[Excerpts of pointing data]

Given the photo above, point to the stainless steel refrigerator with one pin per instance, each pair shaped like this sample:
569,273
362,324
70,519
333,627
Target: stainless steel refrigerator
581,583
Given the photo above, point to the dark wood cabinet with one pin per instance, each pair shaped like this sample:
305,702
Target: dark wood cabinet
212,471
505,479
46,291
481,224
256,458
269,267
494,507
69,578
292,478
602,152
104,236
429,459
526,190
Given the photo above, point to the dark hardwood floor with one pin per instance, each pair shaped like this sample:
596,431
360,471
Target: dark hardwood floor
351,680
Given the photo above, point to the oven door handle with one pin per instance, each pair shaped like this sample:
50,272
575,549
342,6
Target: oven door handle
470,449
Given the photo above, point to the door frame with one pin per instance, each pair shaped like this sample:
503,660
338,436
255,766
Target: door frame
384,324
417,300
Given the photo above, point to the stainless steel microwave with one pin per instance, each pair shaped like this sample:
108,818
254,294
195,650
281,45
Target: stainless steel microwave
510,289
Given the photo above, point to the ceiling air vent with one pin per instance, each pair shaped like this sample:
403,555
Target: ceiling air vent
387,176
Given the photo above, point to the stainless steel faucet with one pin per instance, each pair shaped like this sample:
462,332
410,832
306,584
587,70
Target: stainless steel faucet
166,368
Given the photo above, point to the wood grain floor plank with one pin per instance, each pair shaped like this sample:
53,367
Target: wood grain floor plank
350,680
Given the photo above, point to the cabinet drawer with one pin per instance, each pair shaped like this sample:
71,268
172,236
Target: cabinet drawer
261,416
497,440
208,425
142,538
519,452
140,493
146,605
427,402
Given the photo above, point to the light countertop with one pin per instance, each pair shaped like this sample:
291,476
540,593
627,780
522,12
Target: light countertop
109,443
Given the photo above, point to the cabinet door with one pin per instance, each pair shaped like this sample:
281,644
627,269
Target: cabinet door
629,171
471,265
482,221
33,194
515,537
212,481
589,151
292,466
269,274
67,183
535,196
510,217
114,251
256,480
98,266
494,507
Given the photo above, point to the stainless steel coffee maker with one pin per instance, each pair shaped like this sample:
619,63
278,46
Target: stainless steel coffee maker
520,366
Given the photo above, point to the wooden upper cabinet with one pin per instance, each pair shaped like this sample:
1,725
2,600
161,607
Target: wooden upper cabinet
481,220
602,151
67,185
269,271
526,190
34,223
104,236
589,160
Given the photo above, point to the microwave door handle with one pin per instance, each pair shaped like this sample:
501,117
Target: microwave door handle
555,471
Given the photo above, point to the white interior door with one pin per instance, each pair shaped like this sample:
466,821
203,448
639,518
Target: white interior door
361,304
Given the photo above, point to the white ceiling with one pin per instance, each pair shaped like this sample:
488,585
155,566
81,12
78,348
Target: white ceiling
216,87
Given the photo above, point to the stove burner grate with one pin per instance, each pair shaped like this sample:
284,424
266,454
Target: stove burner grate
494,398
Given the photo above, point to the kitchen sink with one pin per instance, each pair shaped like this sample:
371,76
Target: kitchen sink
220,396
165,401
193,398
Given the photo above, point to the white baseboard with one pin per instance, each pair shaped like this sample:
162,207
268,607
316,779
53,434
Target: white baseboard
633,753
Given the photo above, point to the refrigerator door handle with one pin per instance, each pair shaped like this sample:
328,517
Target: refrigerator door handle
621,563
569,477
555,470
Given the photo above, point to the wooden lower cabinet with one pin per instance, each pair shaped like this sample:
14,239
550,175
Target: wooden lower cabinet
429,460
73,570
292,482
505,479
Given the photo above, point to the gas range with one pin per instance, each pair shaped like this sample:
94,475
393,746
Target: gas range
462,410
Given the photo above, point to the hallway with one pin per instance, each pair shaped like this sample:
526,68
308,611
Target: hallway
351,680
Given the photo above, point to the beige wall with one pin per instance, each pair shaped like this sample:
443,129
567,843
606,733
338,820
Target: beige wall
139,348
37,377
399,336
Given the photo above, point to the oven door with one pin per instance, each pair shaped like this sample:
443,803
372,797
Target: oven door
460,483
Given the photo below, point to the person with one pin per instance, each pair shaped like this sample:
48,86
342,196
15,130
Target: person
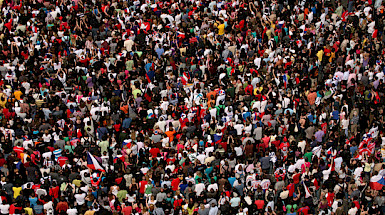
131,107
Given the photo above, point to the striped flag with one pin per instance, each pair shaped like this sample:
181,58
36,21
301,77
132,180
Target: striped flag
92,163
307,191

## AIM
Reproduce all of the material above verbatim, omitting the pictures from your reproduction.

## SOLUTION FOR THIS PROBLEM
Given the photo above, point to the stainless steel refrigerator with one pin per instance, each pair shaped like this sample:
569,273
362,324
70,519
333,627
Target: stainless steel refrigerator
581,583
Given the photo above, point to the dark wood cabinet with one pin per instance, each pair shaped like this sample:
305,702
Target: dark wood cabinet
212,471
505,479
46,291
481,224
256,458
269,267
494,507
69,578
292,478
602,152
104,236
429,459
526,190
Given the photo above, point to the dark hardwood floor with one pin per instance, each pair shaped like this sample:
596,431
360,471
Target: dark hardwood floor
351,680
Given the photo above, point to the oven door handle with one pin per instance, each pair shaped like this sample:
50,272
575,549
342,6
Target: oven door handle
470,449
Given the photo above, point to the door frame with one pin per instance, each pair shaped like this sample:
503,660
338,436
255,766
Target: door frame
384,324
417,300
Given the photo above, point to the stainless steel microwave with one pin per instance, each pair shaped like this sample:
108,818
254,294
195,650
281,45
Target: stainless steel microwave
510,289
Given the photo above, point to the ceiling air vent with one pin per instance, each pair shaped like this sample:
403,555
Target: ceiling air vent
387,176
Given the photo above, point to the stainless steel faucet with one pin per instance, each pair shaped like this sample:
462,332
410,832
306,584
587,70
Target: stainless steel faucet
166,368
Given the photo above, point to the wood grain floor plank with one pin per instance, each pair shaped like this sample:
53,367
Target: wood grain floor plank
350,680
Given the photo above, point to the cabinet drawer with one pin per instance, each pair shaped like this sample:
71,268
172,236
Target: cabinet drawer
261,416
497,440
208,425
142,538
519,452
140,493
146,605
427,402
Given the photo above, point to the light countertop with one pin per instance, each pair shaped like this sample:
291,476
540,593
627,780
522,12
Target: light countertop
109,443
Given the photo above, point to the cabinet door with one pin per instance, each pair shaped like this sample:
281,644
627,269
Target: cabinet door
629,171
471,265
482,221
33,194
515,537
212,481
589,151
292,466
269,274
67,183
535,196
510,217
114,251
256,480
98,266
494,507
Given the photo above, point to the stainless steel coffee maker with one pin per instance, each pair shaped like this sample:
619,63
278,46
Target: stainless steel coffee maker
520,366
Given the photo above, point to the wooden upper cabinet with one pin per instance, each pair shaped like this sample:
1,725
2,600
161,607
Target: wooden upper cabinet
481,220
602,151
67,185
269,271
526,190
34,223
104,236
589,160
Given the photo above, point to the microwave door handle with one pin per instance, each pair shaped like this sample:
501,117
Target: microwave door handle
555,471
Given the photo above, point to the white interior door with one pin per instance, each pair shaped like this sample:
466,821
203,448
639,518
Target: white interior door
361,304
Given the photo above, point to the white ceiling with one pin per instance, each pair shaped like this sample:
488,585
155,566
81,12
78,348
Target: white ceiling
216,87
Given the photo above, point to the stove burner grate with one pin per instance, each pair shaped like this sample:
284,424
266,454
Target: stove burner grate
494,398
Given the photo above, point to the kitchen sink with one pin per instance, each pair shaped like this sample:
371,76
Target: kitchen sink
220,396
165,401
193,398
Given the photo above, point to the white baseboard with one pin per instance, each pair shaped like this sample:
162,207
268,607
316,779
53,434
Target: white baseboard
633,753
Given the photo above, point to the refrigerator door handle with one pin per instance, each pair shaped like this sample:
328,517
Target: refrigerator door handle
621,563
569,477
555,470
Given the photo above, point to the wooden lower cabinet with one pin per instance, each pair shaped like this sample:
14,239
550,175
Target: wooden lower cabinet
429,460
73,570
292,482
505,479
Given the photo above, point to the gas range with one pin per instance, each pair shaped like this sample:
94,475
393,746
Target: gas range
462,410
Given the photo above, point to the hallway with one pin per instance, each pair shaped like this sample:
526,68
308,611
Target: hallway
351,680
Given the photo above, point to the beige wall with one pin per instance, each pair shaped like this sample:
443,129
567,843
606,733
338,820
Target: beige wall
139,348
37,377
399,336
Given the photo above, point to the oven door with one pin per instance, each pair shaped like this sample:
443,803
372,797
Target: oven door
460,483
Given the photo below, point to the person with one pin per instance, each pair shaped like this sample:
48,86
342,196
15,130
Target: person
131,107
Given the photo above, point to the striped flag with one pin per instance, each pair shaped like this sample:
181,58
36,21
301,77
132,180
Target: striped flag
92,163
307,191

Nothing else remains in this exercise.